* **Short problem**: Repeat the material exactly, leaving nothing out.

(Some records)
# # # # # # #

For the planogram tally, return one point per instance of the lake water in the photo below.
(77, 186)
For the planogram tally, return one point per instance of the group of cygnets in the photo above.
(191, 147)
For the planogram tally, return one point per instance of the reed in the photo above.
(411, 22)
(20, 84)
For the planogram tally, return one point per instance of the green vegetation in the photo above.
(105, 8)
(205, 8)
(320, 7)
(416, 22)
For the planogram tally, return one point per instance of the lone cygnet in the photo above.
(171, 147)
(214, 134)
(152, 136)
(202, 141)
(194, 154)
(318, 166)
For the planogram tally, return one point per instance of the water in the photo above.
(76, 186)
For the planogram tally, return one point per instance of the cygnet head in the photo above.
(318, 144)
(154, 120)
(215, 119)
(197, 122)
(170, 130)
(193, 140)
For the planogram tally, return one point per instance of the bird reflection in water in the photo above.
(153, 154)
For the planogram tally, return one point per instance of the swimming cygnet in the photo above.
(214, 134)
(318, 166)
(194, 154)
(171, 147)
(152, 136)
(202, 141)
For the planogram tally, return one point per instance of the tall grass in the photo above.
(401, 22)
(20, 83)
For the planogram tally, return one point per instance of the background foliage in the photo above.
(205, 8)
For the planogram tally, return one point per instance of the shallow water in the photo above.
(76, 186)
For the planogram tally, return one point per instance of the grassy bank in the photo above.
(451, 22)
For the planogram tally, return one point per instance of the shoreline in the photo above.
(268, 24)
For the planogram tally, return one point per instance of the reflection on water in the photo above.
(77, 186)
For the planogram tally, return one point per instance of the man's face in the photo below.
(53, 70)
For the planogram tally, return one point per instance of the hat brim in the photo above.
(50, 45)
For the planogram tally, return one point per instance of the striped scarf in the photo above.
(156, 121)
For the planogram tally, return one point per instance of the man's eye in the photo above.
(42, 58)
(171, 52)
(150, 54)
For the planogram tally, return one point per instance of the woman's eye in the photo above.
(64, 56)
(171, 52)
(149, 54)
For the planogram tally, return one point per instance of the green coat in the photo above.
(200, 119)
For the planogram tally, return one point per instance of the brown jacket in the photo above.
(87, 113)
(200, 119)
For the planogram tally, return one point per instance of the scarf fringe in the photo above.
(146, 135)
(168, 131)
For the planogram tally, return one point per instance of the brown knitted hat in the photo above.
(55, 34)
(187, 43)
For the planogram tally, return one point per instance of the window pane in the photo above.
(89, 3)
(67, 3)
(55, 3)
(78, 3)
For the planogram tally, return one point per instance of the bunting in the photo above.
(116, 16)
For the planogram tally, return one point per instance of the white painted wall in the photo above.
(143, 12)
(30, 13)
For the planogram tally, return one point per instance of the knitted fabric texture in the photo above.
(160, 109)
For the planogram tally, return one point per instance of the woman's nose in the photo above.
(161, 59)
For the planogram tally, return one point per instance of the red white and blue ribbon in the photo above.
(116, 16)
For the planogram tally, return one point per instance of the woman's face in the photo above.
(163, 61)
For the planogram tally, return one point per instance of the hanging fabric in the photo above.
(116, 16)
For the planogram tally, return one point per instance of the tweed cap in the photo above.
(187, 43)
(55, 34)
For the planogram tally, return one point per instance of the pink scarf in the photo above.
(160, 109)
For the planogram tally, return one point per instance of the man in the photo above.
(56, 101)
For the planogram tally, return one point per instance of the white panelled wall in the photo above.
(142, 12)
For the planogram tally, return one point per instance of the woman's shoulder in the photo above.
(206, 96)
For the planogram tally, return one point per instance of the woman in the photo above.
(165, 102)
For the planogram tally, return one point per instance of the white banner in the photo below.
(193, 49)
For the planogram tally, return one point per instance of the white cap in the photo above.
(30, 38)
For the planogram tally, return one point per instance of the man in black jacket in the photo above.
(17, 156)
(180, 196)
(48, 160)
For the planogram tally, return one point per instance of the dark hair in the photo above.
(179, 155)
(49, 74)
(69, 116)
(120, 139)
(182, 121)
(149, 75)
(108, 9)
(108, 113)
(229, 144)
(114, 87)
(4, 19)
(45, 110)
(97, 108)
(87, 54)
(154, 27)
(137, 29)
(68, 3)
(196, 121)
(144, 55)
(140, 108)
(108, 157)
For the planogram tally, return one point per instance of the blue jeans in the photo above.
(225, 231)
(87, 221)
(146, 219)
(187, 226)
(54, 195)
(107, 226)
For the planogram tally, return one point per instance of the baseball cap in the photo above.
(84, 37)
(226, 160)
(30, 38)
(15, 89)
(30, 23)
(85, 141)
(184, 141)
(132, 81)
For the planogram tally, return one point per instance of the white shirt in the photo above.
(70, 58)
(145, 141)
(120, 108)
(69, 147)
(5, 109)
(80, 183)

# # # # # # #

* **The output**:
For the planogram tally, return one point per instance of the lake water in the photo below.
(77, 186)
For the planogram tally, return one point per instance of the group of cygnets in the photo above.
(191, 147)
For the planogram tally, return one point per instance of the reed in the photo above.
(411, 22)
(20, 84)
For the planogram tally, return one point per instance of the green vegetation in the photo above.
(105, 8)
(205, 8)
(320, 7)
(416, 22)
For the planogram tally, return one point per instance of the lone cygnet in the photo above.
(171, 147)
(214, 134)
(152, 136)
(202, 141)
(194, 154)
(318, 166)
For the planogram tally, return one point per instance of the water in the photo above.
(76, 186)
For the planogram tally, return one point per instance of the cygnet head in the photo above.
(318, 144)
(154, 120)
(215, 119)
(197, 122)
(170, 130)
(193, 140)
For the planogram tally, return one point per instance of the bird reflection in water in the photo above.
(153, 154)
For the planogram tally, return one point per instance of the swimming cygnet in the photo above.
(214, 134)
(318, 166)
(194, 154)
(171, 147)
(152, 136)
(202, 141)
For the planogram tally, return one point per instance of the tall grass in the photo above.
(401, 22)
(20, 83)
For the planogram tally, return one point per instance of the background foliage in the photo above.
(205, 8)
For the planogram tally, return one point per instance of the shallow water in the photo above.
(76, 186)
For the planogram tally, return one point per instance of the grassy bank in the photo above.
(451, 22)
For the planogram tally, return one point per instance of the shoreline in the photo above.
(268, 24)
For the planogram tally, return one point per instance of the reflection on water in the photo above.
(77, 186)
For the planogram tally, return one point per instance of the man's face in the photo below.
(53, 70)
For the planogram tally, return one point per instance of the hat brim in the photo above.
(50, 45)
For the planogram tally, return one point per instance of the striped scarf in the photo above.
(156, 121)
For the planogram tally, return one point per instance of the man's eye in the photo above.
(42, 58)
(171, 52)
(150, 54)
For the planogram tally, return one point per instance of the woman's eye in the photo above.
(64, 56)
(171, 52)
(149, 54)
For the planogram tally, return one point per instance of the green coat in the photo above.
(200, 119)
For the planogram tally, return one point per instance of the brown jacket in the photo above.
(87, 113)
(200, 119)
For the planogram tally, return one point per instance of the scarf fringe in the photo above.
(146, 135)
(168, 131)
For the planogram tally, return one point per instance of the brown knitted hat in the photo above.
(55, 34)
(187, 43)
For the planogram tally, return one point per instance of the window pane in the photo above.
(89, 3)
(67, 3)
(55, 3)
(78, 3)
For the planogram tally, return one point per instance of the bunting in the photo above.
(116, 16)
For the planogram tally, return one point per instance of the white painted wall in the photo above.
(143, 12)
(30, 13)
For the planogram tally, return one point per instance of the knitted fabric texture in the photo above.
(160, 109)
For the planogram tally, return one point per instance of the woman's nose in the photo above.
(161, 59)
For the planogram tally, return one point per instance of the red white and blue ribbon in the photo above.
(116, 16)
For the planogram tally, return one point per instance of the woman's face in the photo above.
(163, 61)
For the planogram tally, return one point per instance of the hanging fabric in the photo above.
(116, 16)
For the planogram tally, return one point per instance of the tweed cap in the photo above.
(187, 43)
(55, 34)
For the planogram tally, return one point per instance of the pink scarf in the photo above.
(160, 109)
For the planogram tally, return one point per instance of the man in the photo above.
(56, 101)
For the planogram tally, return one point per instance of the white panelled wall in the photo above.
(142, 12)
For the planogram tally, return one point per instance of the woman's shoulder in the photo above.
(206, 96)
For the planogram tally, return one point per instance of the woman in the photo above.
(165, 102)
For the planogram tally, return one point per instance of the white banner in the photo below.
(193, 49)
For the planogram tally, return one point per instance of the white cap in the photo above.
(30, 38)
For the planogram tally, return one point per instance of the man in black jacket in the photo above.
(17, 156)
(180, 196)
(48, 160)
For the planogram tally, return one point per instance of the dark hair in the photo above.
(179, 155)
(49, 74)
(69, 116)
(120, 139)
(182, 121)
(149, 75)
(108, 9)
(108, 113)
(229, 144)
(114, 87)
(4, 19)
(45, 110)
(97, 108)
(87, 54)
(154, 27)
(137, 29)
(68, 3)
(196, 121)
(144, 55)
(140, 108)
(108, 157)
For the planogram tally, return one point per instance of the blue jeans in the photo above.
(225, 231)
(87, 221)
(146, 219)
(187, 226)
(54, 195)
(107, 226)
For the planogram tally, return one point per instance of the baseball cap in the photo above.
(84, 37)
(226, 160)
(30, 38)
(15, 89)
(30, 23)
(85, 141)
(184, 141)
(132, 81)
For the planogram tally, return one point per instance of the white shirt in the photo above.
(70, 58)
(145, 141)
(120, 108)
(69, 147)
(5, 109)
(80, 183)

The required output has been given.